→ **WORK INSTRUCTIONS**
**1.** Print the passage of the Model Context Protocol article from "The MCP revolution" up to and including "Language Models (LLM)", with no changes.
**2.** Proceed with the Model Context Protocol article, picking up right after its last sentence.

→ **DOCUMENT SEGMENT**
* * * * *
Model Context Protocol, MCP : what, how, which risks ? a real time deployment in Microsoft Fabric RTI

Introduction

The MCP revolution is underway! But what is it..? Model Context Protocol is a standard that enables Large Language Models to communicate in a unified way with resources and work tools.

To better understand what this concept brings us, we’re going to redefine its components, its advantages, deploy it to understand what a typical architecture would look like in an environment we’re familiar with, and go further by identifying the risks these models involve.

Theory

To better understand what is MCP, we are going to cover the path that leds us here. If you are already familiar with these principles, fast forward to part 4 – MCP.

1. Interacting in natural langage : Large Language Models (LLM)

Let’s start from the beginning: A LLM is a Machine Learning model trained on a very large set of text – more or less specialized depending on the chosen model -allowing for natural language interaction to respond to a question, a prompt.To associate a prompt with a response, each “idea” or group of words is broken down into tokens, which are then transformed into numerical values called vectors. These vectors are presented to the LLM’s algorithm, which then predicts its response word by word. It doesn’t understand the text it produces, but uses statistics to generate the response that seems most appropriate.

Alone, this LLM remains aimed for general-purpose and can only give answers based on its training data, as long as it hasn’t been enriched with personal knowledge or equipped with any means of action.

2. Enriching LLM with it’s own data : Retrieval-Augmented Generation (RAG)

Every AI leader has proposed it’s own model, in different flavors, from which the training has stopped precisely at the date it has been trained, on the data it was exposed to. If things have been done properly, private data (such as internal company or personal data) hasn’t been exposed to these algorithms. Therefore, they are not able to respond precisely to a specific case involving a business-related issue. To address this, it is possible to dynamically add context at the time of the prompt using RAG (Retrieval-Augmented Generation): beforehand, the location of documents or information (a database, for example) is defined. These are then stored and vectorized using an indexing technology – in Azure, for example, this would be AI Search.

When a user submits a prompt, the selected LLM will have received an overload of context: the RAG process can, through indexing, identify which document can specialize the response, include it at the time of the request, and thus provide a more precise and contextualized answer to the user. This makes it possible to respond to specific business challenges.

3. Giving means of action to LLM : AI Agents, Agentic AI

Beyond a simple text-based interaction, a user may want to automate and free himself from the repetitive tasks that punctuate his daily routine, or, for example, improve his work capabilities by enhancing the code he develops. To achieve this, it is possible to use an agent: a service made up of three components, capable of performing an action based on received information.
* * * * *
→ **COLLECTED MATERIAL**

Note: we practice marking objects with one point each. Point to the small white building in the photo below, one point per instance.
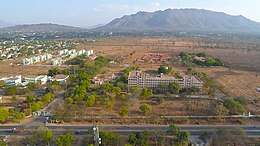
* * * * *
→ **TASK-BY-TASK OUTPUTS**
**1.**
The MCP revolution is underway! But what is it..? Model Context Protocol is a standard that enables Large Language Models to communicate in a unified way with resources and work tools.

To better understand what this concept brings us, we’re going to redefine its components, its advantages, deploy it to understand what a typical architecture would look like in an environment we’re familiar with, and go further by identifying the risks these models involve.

Theory

To better understand what is MCP, we are going to cover the path that leds us here. If you are already familiar with these principles, fast forward to part 4 – MCP.

1. Interacting in natural langage : Large Language Models (LLM)

**2.**
Connected to a LLM, it is able to interpret the received input – an alert, a message, a prompt. Once interpreted, and based on the instructions it was given in natural language, it will be able to use the tools listed at its disposal to trigger an action, send a message, or return structured information to a service or a human.

https://learn.microsoft.com/en-us/azure/ai-foundry/agents/overview#what-is-an-ai-agent

Agents can be compared to micro-services or algorithmic functions, which take parameters as input and return a result or execute an action.

Taking a step back to look at how an agent works, they are elements connected to tools that interpret instructions in natural language. Since an agent is capable of generating sentences and data structures, it is possible to connect agents with one another and assign them roles. This is referred to as Agentic AI: the interconnection of different agents, capable of communicating with each other, each linked to dedicated LLMs and having a specific goal (sending an email, listing invoices, analyzing a result, enabling communication between agents). We will find here the architectural baseline for Agentic AI.

Up to now, developing interactions between Agents/LLM and a knowledge base or set of tools has required building a dedicated communication service for each individual resource. While it is possible to make them communicate, deploying them at scale remains complex.

4. Standardize messages between LLM and resources : Model Context Protocol (MCP)

a. What is it ?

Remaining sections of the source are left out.